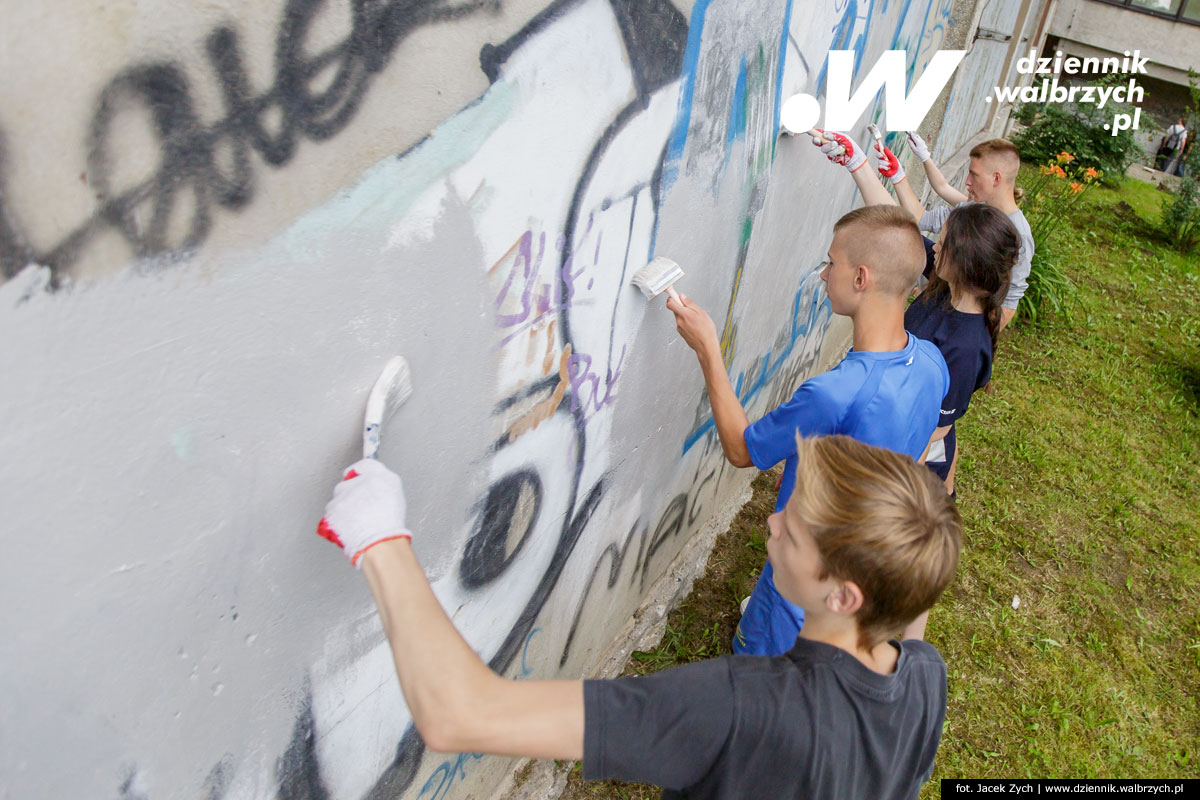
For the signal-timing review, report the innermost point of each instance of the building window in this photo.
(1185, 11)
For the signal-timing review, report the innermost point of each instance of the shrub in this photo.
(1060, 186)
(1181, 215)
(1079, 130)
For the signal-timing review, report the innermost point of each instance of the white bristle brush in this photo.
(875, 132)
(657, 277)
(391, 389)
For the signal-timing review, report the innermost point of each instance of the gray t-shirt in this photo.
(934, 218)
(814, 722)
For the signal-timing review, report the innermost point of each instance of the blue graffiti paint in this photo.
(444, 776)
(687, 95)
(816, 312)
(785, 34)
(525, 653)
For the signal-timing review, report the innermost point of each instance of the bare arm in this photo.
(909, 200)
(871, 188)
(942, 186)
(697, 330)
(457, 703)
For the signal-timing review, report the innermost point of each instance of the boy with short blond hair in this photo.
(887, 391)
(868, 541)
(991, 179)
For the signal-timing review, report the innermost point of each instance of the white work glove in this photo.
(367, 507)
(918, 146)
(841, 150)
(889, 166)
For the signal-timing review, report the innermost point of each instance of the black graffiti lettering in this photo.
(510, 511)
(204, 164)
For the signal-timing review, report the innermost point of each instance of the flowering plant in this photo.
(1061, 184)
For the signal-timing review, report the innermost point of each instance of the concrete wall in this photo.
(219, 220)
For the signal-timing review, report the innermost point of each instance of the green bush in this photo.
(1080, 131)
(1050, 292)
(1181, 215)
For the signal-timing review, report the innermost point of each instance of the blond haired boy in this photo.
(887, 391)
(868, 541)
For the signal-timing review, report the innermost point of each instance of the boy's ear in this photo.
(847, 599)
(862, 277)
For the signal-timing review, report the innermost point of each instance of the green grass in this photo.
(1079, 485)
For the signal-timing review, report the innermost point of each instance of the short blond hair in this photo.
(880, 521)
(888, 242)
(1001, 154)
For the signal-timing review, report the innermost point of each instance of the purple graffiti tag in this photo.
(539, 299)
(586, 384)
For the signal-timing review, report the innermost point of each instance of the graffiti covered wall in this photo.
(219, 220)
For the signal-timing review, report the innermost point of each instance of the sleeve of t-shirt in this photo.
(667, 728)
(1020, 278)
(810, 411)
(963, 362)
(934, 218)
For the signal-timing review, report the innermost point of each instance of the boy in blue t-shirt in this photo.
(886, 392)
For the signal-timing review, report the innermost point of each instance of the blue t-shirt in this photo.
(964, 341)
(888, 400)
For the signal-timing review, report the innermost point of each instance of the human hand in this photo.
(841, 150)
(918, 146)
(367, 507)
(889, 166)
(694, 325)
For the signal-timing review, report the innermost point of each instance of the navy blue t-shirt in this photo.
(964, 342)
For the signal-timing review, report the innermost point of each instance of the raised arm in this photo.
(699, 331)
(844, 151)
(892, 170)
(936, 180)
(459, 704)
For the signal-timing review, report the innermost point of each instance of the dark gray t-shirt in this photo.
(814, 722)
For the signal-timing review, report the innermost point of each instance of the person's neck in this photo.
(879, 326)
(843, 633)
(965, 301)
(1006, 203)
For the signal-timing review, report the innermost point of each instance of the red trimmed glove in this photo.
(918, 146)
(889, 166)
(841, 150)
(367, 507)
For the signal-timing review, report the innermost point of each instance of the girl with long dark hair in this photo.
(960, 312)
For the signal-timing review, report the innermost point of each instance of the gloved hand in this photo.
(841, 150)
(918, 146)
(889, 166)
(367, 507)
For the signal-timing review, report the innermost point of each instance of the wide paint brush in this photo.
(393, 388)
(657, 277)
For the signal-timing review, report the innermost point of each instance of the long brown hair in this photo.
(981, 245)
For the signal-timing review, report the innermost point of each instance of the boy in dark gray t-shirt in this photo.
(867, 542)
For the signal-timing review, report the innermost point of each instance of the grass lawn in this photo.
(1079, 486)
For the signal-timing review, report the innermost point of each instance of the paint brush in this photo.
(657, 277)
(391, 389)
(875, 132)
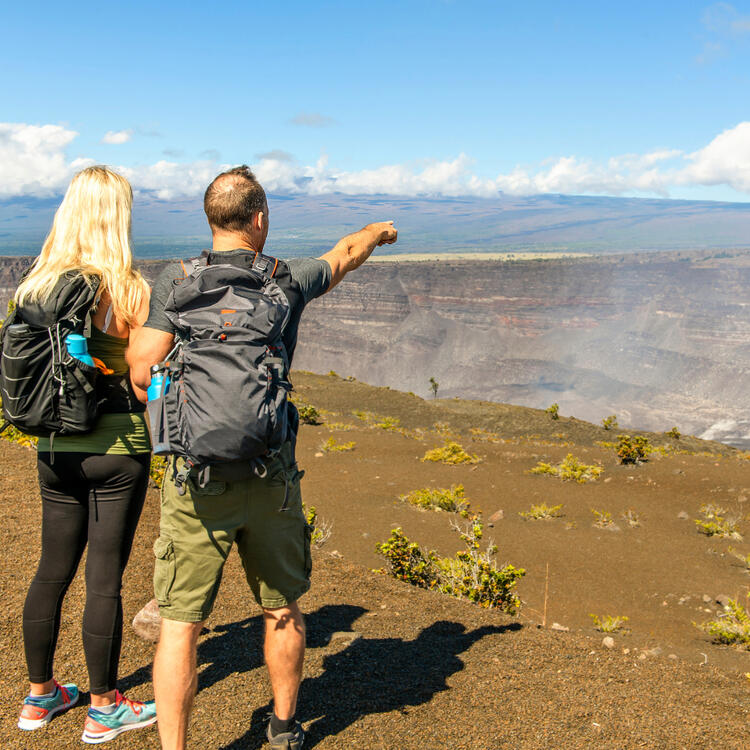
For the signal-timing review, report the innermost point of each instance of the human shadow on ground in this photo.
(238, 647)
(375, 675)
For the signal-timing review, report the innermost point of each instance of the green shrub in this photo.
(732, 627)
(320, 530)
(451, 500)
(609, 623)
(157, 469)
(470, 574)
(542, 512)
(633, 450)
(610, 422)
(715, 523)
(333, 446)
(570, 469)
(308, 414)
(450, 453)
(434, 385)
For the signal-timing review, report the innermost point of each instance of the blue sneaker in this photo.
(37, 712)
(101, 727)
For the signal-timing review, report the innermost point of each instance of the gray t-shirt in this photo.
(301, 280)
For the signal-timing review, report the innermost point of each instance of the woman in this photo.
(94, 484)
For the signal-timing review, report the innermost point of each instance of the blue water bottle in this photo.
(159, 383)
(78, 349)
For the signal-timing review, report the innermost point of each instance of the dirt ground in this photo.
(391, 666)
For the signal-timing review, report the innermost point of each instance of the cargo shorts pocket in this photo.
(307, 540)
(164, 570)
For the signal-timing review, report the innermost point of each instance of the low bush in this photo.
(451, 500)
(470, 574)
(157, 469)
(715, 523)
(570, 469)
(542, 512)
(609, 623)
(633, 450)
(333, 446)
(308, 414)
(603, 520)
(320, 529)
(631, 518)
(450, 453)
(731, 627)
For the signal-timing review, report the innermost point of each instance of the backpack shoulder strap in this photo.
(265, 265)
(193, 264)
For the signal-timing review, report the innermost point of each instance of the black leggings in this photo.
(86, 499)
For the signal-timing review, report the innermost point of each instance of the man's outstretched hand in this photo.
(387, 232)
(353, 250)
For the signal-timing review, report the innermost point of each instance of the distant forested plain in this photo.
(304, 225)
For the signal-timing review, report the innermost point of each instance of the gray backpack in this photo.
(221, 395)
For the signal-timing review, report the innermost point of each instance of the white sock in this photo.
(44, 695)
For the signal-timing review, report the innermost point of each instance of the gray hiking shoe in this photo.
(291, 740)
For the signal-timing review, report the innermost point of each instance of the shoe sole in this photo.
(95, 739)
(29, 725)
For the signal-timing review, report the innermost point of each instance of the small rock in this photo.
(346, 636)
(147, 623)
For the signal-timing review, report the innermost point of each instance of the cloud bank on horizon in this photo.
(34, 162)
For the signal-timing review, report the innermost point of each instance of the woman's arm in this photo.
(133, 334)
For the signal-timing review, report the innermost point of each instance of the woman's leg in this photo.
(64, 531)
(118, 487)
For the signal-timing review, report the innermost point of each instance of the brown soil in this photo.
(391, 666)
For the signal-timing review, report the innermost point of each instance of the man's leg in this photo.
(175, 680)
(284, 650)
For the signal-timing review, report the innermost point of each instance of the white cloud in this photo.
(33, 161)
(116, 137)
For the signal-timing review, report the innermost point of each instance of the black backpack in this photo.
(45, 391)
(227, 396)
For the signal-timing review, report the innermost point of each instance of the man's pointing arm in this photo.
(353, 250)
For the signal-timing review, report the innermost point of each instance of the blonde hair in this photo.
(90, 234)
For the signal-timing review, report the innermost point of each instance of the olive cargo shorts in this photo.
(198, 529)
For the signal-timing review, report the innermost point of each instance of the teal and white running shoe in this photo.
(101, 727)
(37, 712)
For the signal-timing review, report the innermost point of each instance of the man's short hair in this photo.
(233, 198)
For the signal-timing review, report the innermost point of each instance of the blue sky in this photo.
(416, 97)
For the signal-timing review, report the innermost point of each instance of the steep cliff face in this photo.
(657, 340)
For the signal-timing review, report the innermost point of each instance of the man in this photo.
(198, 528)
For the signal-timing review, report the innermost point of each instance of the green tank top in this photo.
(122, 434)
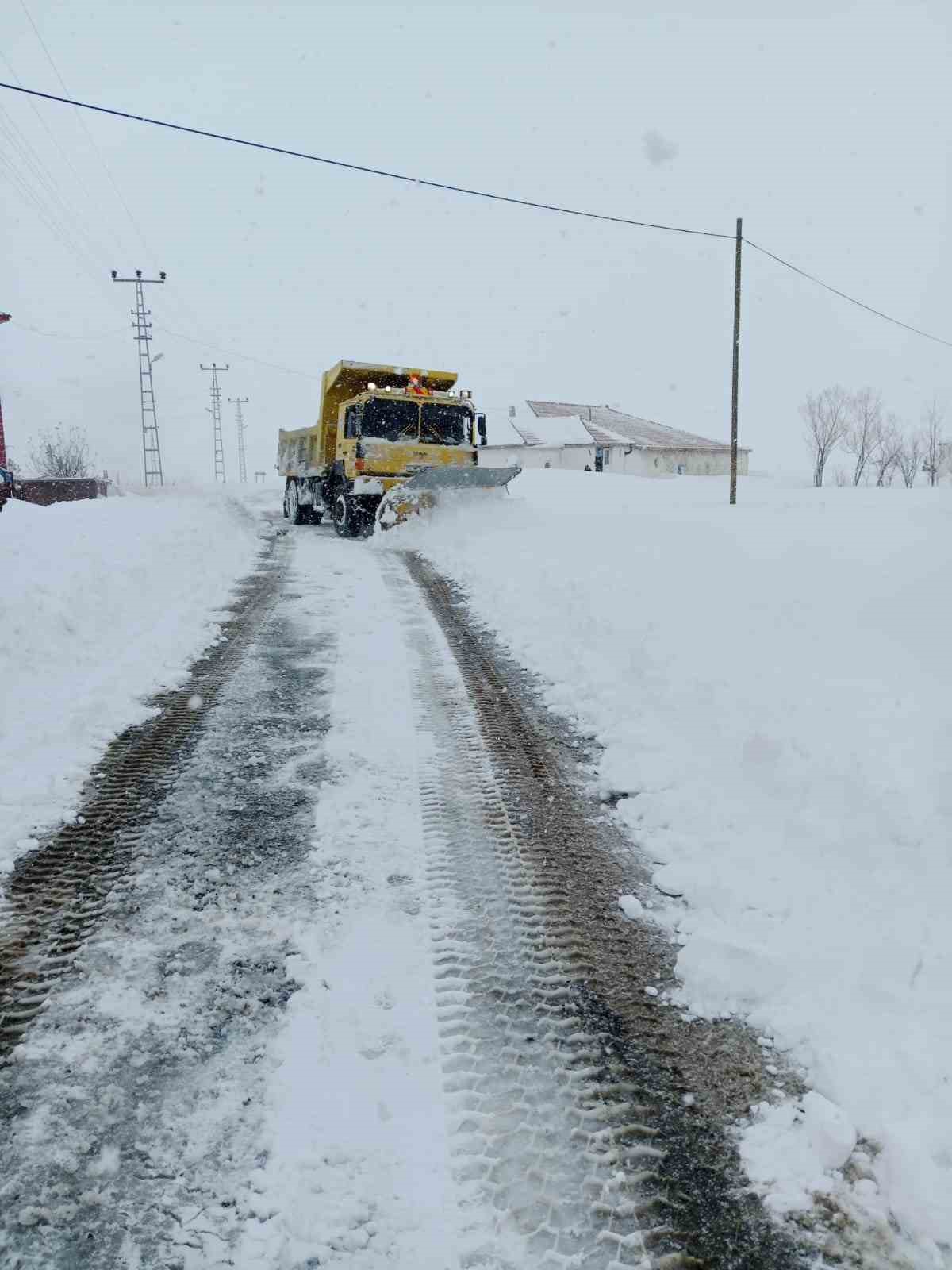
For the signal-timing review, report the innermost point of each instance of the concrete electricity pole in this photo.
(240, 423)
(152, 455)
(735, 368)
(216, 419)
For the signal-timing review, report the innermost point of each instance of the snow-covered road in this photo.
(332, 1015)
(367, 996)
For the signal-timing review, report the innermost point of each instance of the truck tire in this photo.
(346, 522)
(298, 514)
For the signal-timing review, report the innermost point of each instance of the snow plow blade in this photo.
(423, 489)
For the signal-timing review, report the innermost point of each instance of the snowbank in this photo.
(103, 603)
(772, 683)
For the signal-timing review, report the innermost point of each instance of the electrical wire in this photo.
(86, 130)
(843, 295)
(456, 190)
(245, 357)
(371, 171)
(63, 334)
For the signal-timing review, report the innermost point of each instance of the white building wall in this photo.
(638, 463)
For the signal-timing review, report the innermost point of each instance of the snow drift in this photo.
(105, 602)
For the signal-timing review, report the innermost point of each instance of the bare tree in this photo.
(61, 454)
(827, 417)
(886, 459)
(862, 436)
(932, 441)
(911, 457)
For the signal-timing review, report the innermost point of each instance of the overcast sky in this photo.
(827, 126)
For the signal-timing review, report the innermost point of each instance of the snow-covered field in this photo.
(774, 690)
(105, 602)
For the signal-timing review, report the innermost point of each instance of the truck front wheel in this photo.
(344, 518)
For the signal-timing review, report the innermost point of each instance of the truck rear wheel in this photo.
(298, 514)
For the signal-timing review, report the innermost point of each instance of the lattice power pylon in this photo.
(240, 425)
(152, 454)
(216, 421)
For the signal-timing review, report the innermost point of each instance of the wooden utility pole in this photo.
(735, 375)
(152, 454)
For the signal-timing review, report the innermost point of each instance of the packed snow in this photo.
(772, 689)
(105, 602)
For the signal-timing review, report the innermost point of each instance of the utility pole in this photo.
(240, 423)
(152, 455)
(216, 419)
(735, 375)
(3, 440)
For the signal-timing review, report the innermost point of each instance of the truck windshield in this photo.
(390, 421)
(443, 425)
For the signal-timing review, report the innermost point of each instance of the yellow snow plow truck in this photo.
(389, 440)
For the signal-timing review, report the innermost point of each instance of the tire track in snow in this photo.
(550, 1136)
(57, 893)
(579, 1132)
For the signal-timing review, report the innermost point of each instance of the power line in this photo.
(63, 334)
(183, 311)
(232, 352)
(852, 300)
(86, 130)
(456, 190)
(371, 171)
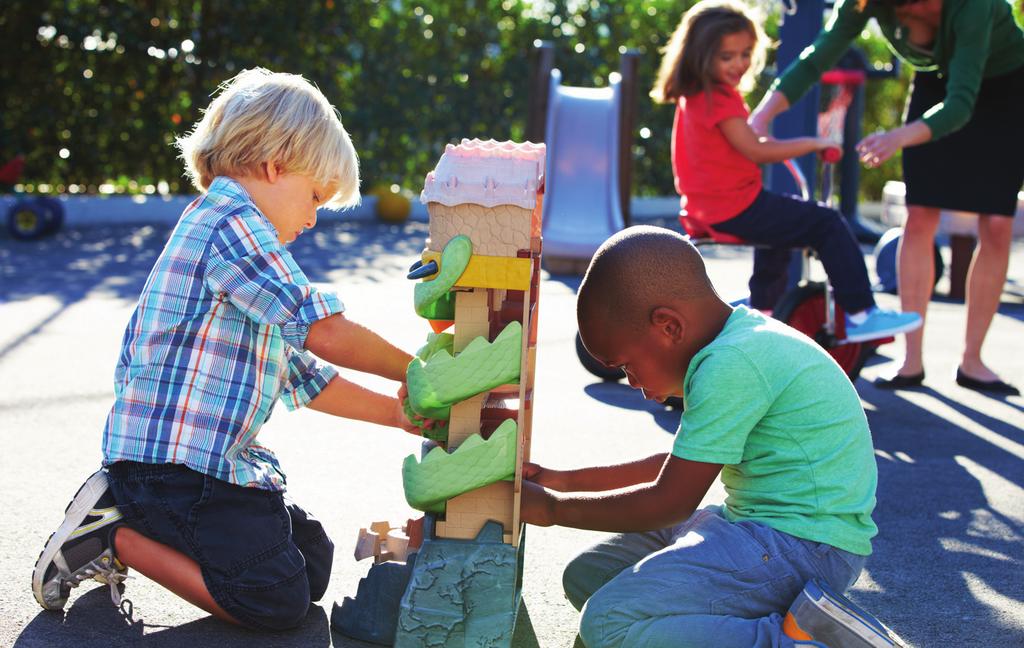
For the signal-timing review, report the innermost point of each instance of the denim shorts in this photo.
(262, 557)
☆ ☆ ☆ ☆
● **REQUIREMENTS**: Working from the line that contains "the utility pole in this photo." to the last line of the listing, please quote each line exactly, pictures excluded.

● **ANSWER IN FULL**:
For the signal-timing review, report the innermost point of each instance of the utility pole in this photo.
(240, 423)
(152, 455)
(216, 419)
(735, 375)
(3, 440)
For the signal-timing review, report the innermost point of each instance of the truck windshield in this photo.
(390, 421)
(443, 425)
For the signal-timing review, report the innermost point of each instance of the yellow snow plow truck in this photo.
(389, 440)
For the signal-timing review, report the innermost point of each instance of the tire track in snow in this photo.
(550, 1136)
(57, 893)
(579, 1132)
For the signal-timing review, report the innermost point of each instance of the power line in this photo.
(63, 334)
(183, 311)
(232, 352)
(852, 300)
(86, 130)
(456, 190)
(371, 171)
For the signal-timing review, report the innermost point of each instance of the denim shorts in this photo.
(262, 557)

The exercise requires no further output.